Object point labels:
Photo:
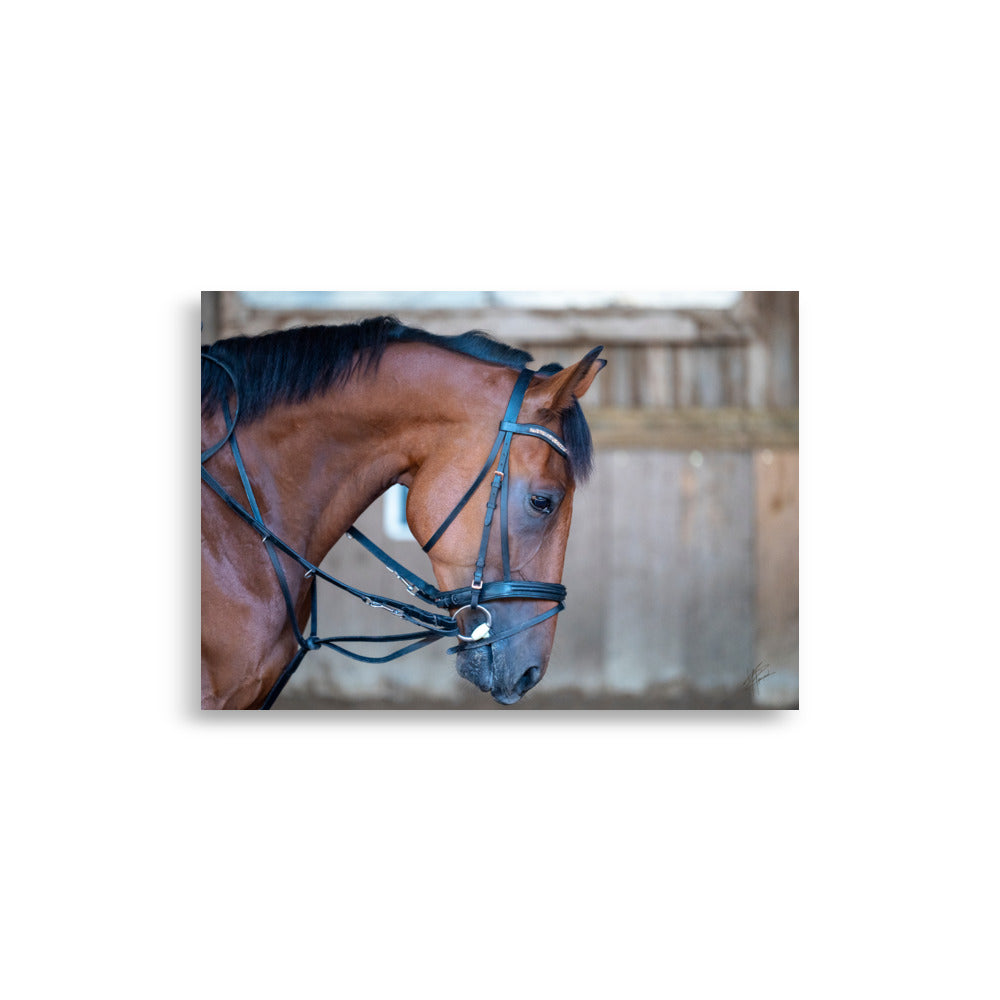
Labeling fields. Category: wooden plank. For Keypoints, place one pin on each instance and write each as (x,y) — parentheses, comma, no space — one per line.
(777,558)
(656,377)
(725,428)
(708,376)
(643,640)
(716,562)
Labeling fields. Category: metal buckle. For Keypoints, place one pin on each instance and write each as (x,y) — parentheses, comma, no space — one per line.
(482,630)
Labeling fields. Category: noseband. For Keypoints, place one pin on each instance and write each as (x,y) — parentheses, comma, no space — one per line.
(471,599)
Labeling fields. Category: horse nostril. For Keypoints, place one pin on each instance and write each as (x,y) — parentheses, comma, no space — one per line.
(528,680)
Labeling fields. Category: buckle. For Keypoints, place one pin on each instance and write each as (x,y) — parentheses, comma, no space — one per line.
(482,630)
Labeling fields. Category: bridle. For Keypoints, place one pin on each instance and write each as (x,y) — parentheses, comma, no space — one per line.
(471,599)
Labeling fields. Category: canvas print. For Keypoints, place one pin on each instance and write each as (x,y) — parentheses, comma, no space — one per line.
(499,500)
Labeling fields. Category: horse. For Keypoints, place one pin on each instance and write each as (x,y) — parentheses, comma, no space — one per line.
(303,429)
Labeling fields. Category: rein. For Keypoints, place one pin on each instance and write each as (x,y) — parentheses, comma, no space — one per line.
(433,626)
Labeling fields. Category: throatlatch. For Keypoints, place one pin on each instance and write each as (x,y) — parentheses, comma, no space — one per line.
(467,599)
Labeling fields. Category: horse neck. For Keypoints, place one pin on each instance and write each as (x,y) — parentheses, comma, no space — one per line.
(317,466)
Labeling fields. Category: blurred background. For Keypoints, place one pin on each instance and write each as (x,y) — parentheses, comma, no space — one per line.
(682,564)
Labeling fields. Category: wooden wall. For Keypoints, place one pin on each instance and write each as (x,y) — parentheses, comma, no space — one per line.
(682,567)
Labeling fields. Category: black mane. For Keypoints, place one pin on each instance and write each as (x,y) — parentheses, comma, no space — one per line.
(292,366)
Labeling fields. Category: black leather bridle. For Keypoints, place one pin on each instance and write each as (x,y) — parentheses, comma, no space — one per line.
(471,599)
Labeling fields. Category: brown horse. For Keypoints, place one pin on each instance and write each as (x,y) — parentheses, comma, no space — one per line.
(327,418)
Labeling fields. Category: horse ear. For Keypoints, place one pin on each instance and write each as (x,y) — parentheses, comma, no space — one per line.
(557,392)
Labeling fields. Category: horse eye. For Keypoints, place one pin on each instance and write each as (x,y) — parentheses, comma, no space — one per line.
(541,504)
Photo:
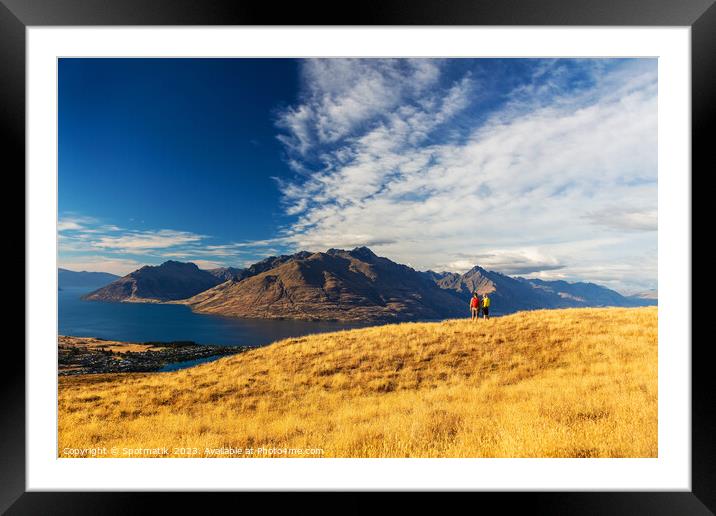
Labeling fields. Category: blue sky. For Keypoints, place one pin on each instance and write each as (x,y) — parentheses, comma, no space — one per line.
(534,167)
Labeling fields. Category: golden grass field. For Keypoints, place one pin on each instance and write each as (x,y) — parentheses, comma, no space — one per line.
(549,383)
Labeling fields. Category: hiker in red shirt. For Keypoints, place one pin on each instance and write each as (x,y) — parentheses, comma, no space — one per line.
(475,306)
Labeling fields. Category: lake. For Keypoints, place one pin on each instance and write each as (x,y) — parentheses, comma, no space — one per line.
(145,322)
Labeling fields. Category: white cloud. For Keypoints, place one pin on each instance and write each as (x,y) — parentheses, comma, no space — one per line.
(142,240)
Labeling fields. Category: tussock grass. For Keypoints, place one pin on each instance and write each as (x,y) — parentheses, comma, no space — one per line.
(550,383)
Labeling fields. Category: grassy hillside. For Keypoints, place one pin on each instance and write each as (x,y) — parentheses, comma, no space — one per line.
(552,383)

CHALLENGE:
Convert the rows above into a JSON list of strings with one string per line, omitting blank lines. Leave the pictures out of the answer.

EXERCISE SOLUTION:
[
  "Photo:",
  "Labeling fields. Category: wooden plank. For Keypoints, place one pin on each instance and write each as (x,y) — parentheses, comma, no space — one per line.",
  "(777,558)",
  "(656,377)",
  "(725,428)",
  "(708,376)",
  "(643,640)",
  "(716,562)",
  "Labeling fields. Category: metal buckle. For Keypoints, place one pin on each instance and write each as (x,y) — parentheses, comma, no space — one per line.",
  "(482,630)",
  "Labeling fields. Category: noseband. For Keypoints, place one pin on each instance and write each as (x,y) — parentheses, comma, no space — one per line.",
  "(471,599)",
  "Labeling fields. Category: horse nostril. For Keypoints, place one pin on each instance and write each as (x,y) — parentheses, comma, no space — one per line.",
  "(528,680)",
  "Labeling fields. Category: buckle. For Keypoints, place one pin on each instance and write each as (x,y) — parentheses, comma, no space — one per line.",
  "(482,630)",
  "Labeling fields. Category: bridle. For Keypoints, place one pin on each instance and write each as (x,y) — parentheses, comma, no space — one per line.",
  "(471,599)",
  "Labeling fields. Category: canvas print. For Keypoints, place one pin on each instance and write each as (x,y) — parentheses, comma, no space — one per line.",
  "(499,500)",
  "Labeling fields. Category: horse. For Keypoints, place one pin on each instance and write each as (x,y) — parentheses, comma, no space — one per line.",
  "(303,429)",
  "Labeling fields. Category: rein. For Keypoints, place one pin on each instance and write each as (x,y) — parentheses, comma, no space — one per line.",
  "(433,626)",
  "Labeling fields. Category: throatlatch. For Keypoints, place one pin on each instance and write each as (x,y) — parentheses, comma, no space — one per line.",
  "(467,599)",
  "Labeling fields. Category: horse neck. For Keypoints, place one pin on each instance and write each as (x,y) — parentheses, comma, no space — one per line.",
  "(317,466)",
  "Labeling fields. Category: blurred background. For Keypoints, place one pin on each instance and write each as (x,y) — parentheses, comma, no space — one per line.",
  "(682,564)",
  "Labeling fields. Category: wooden wall. For Keypoints, place one pin on each instance and write each as (x,y) — parentheses, comma, no space — one per line.",
  "(682,567)",
  "Labeling fields. Category: black mane. For Keypoints, place one pin on each instance and write each as (x,y) — parentheses, comma, no space — one per line.",
  "(292,366)",
  "Labeling fields. Category: black leather bridle. For Keypoints, place one pin on each instance and write each as (x,y) — parentheses, comma, no space — one per line.",
  "(471,599)",
  "Labeling fields. Category: brown horse. For Keypoints, place one pin on each instance and write each as (x,y) — parentheses, comma, no space — one per line.",
  "(327,418)",
  "Labeling fields. Category: horse ear. For Keypoints, place one pin on each instance and write each as (x,y) — parentheses, comma, no space — one per line.",
  "(557,392)",
  "Labeling fields. Category: horse eye. For Keypoints, place one pin on each instance and write each as (x,y) — parentheses, comma, no space — one per line.",
  "(541,504)",
  "Photo:",
  "Labeling fields. Category: blue sky. For Keypoints, place one pin on each instance and write each as (x,y) — parentheses, comma, no space — one per line.",
  "(534,167)",
  "Labeling fields. Category: golden grass field. For Keypoints, place one pin on each instance and write each as (x,y) — parentheses, comma, no space — one per line.",
  "(549,383)",
  "Labeling fields. Category: hiker in red shirt. For Keypoints, place one pin on each instance and write each as (x,y) — parentheses, comma, no space — one per line.",
  "(475,306)",
  "Labeling fields. Category: lake. For Keypoints, place one pin on each instance and write each as (x,y) — parentheses, comma, no space — one per line.",
  "(145,322)",
  "Labeling fields. Category: white cloud. For Keypoints, place one pin on each instance and write each as (x,y) — parentheses, comma, no space — one per line.",
  "(142,240)",
  "Labeling fields. Category: tussock grass. For Keypoints, place one pin on each instance and write each as (x,y) — parentheses, comma, no space — one per line.",
  "(550,383)",
  "Labeling fields. Category: grassy hillside. For Keypoints, place one pin on each instance and write each as (x,y) — parentheses, comma, no space — one per line.",
  "(552,383)"
]